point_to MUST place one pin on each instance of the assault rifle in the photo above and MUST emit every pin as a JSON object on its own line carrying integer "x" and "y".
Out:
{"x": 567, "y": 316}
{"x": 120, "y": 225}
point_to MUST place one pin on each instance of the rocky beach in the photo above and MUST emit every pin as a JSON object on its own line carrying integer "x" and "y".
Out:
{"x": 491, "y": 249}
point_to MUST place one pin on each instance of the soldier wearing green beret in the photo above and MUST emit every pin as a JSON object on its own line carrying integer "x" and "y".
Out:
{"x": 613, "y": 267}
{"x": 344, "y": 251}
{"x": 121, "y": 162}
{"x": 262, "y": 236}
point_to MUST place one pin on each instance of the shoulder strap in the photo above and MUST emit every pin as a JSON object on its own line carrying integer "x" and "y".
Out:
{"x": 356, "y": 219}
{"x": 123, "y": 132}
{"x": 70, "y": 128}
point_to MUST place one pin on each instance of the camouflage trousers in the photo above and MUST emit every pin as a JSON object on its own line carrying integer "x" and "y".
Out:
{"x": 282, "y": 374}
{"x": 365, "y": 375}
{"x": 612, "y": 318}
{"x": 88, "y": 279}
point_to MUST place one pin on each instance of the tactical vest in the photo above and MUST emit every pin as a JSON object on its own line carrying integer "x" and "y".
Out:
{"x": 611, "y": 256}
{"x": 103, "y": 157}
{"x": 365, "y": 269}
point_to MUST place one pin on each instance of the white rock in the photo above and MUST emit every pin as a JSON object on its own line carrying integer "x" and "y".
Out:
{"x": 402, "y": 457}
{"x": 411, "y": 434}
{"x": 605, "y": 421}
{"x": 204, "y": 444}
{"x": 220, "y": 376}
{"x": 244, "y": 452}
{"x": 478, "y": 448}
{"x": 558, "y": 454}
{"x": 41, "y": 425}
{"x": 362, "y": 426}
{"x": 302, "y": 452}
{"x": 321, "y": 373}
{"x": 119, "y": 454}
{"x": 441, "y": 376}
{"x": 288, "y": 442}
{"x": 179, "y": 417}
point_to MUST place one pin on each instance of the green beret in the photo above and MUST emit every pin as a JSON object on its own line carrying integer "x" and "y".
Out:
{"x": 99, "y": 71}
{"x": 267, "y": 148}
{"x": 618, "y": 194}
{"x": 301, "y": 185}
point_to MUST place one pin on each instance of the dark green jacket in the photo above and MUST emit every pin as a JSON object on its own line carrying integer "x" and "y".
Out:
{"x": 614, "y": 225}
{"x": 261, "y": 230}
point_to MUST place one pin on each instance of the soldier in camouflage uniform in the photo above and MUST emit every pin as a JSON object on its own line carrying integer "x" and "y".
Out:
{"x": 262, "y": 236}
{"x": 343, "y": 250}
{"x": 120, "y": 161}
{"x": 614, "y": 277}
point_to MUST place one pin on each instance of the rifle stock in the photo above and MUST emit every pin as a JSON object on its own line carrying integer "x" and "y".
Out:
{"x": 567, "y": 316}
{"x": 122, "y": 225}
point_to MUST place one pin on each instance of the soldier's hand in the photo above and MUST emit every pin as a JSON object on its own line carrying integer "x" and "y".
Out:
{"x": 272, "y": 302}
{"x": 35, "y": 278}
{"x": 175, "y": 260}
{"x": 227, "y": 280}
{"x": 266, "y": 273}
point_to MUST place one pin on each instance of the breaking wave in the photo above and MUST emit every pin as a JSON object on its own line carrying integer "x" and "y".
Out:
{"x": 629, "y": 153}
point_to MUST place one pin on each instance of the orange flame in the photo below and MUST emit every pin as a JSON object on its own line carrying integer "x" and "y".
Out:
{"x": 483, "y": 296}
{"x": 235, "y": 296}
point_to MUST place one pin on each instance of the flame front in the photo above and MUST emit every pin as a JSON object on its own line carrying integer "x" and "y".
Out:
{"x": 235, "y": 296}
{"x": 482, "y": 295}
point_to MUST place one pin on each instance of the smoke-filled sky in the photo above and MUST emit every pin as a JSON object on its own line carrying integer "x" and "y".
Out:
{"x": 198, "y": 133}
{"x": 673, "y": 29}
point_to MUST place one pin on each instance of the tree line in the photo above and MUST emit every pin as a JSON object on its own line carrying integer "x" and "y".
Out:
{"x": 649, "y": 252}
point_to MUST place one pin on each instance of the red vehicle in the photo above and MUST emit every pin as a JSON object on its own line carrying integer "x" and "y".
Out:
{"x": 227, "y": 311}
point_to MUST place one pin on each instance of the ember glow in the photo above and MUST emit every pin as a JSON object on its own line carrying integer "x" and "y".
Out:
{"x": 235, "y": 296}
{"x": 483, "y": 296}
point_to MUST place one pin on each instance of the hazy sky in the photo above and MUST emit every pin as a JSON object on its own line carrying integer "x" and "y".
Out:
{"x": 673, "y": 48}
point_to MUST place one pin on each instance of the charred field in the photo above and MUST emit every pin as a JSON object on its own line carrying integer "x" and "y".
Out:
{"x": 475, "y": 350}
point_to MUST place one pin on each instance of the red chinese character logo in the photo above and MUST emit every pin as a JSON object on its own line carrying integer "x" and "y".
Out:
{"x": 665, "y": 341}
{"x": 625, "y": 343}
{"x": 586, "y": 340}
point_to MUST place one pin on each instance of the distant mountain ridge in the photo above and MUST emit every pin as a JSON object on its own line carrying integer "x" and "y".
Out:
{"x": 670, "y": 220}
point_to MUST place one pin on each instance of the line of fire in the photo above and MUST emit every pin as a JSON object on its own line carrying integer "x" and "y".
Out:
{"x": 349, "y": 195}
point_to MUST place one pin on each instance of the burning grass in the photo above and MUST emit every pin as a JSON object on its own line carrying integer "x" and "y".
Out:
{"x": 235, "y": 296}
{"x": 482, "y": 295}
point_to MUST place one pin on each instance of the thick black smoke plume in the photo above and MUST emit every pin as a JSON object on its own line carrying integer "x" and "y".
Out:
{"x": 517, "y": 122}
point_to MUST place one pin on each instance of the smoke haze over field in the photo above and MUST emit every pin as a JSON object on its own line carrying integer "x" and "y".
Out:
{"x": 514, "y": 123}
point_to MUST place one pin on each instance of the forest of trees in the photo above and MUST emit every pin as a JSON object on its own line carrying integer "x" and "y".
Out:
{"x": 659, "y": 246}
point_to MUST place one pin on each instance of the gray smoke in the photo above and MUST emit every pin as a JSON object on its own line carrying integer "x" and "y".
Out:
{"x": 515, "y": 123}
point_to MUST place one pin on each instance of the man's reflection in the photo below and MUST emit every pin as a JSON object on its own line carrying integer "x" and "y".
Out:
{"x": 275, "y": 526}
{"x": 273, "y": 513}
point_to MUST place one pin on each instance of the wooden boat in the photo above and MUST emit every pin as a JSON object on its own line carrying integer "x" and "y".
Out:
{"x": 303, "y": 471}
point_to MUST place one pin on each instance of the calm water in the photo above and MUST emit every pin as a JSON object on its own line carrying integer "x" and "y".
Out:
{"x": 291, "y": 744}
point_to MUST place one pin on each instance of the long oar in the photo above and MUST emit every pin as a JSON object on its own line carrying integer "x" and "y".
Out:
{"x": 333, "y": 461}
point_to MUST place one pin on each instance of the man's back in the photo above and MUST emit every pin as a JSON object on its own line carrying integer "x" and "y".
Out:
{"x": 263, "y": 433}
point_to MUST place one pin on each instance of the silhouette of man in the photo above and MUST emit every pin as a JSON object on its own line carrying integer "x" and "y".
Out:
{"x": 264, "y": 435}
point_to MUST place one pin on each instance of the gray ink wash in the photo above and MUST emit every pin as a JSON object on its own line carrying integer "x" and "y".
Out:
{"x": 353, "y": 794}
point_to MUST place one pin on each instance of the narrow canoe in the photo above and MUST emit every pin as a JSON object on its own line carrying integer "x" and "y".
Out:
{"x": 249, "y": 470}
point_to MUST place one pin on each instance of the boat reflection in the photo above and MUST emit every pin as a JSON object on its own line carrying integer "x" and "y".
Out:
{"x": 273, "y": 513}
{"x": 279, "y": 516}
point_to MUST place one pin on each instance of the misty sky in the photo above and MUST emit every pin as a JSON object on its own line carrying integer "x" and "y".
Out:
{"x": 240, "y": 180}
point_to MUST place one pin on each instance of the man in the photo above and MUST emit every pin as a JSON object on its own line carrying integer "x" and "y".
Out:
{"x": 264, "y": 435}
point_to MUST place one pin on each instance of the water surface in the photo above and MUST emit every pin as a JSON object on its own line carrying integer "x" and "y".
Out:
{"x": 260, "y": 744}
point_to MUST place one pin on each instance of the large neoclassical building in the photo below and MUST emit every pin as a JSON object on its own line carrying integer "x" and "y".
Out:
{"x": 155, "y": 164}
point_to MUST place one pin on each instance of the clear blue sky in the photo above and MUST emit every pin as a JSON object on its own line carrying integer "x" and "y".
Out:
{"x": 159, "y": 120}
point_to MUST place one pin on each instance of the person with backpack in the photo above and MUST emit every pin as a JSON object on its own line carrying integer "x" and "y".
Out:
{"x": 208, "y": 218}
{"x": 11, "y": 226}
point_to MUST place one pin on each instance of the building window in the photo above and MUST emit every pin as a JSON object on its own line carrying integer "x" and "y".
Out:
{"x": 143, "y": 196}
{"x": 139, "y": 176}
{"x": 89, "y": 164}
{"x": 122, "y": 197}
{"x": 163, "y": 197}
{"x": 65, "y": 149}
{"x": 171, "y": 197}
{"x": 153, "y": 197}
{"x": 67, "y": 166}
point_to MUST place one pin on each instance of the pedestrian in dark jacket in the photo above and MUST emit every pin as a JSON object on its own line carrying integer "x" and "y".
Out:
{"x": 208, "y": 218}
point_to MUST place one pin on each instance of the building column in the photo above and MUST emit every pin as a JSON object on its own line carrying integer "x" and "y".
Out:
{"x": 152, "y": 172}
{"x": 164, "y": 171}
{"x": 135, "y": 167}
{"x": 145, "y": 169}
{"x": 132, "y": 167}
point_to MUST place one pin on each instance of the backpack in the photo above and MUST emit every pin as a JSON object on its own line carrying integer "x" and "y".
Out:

* _DIRECTIONS_
For every line of the records above that holds the word "flame", count one, and state the total only.

* _RESPONSE TO THIS EXERCISE_
2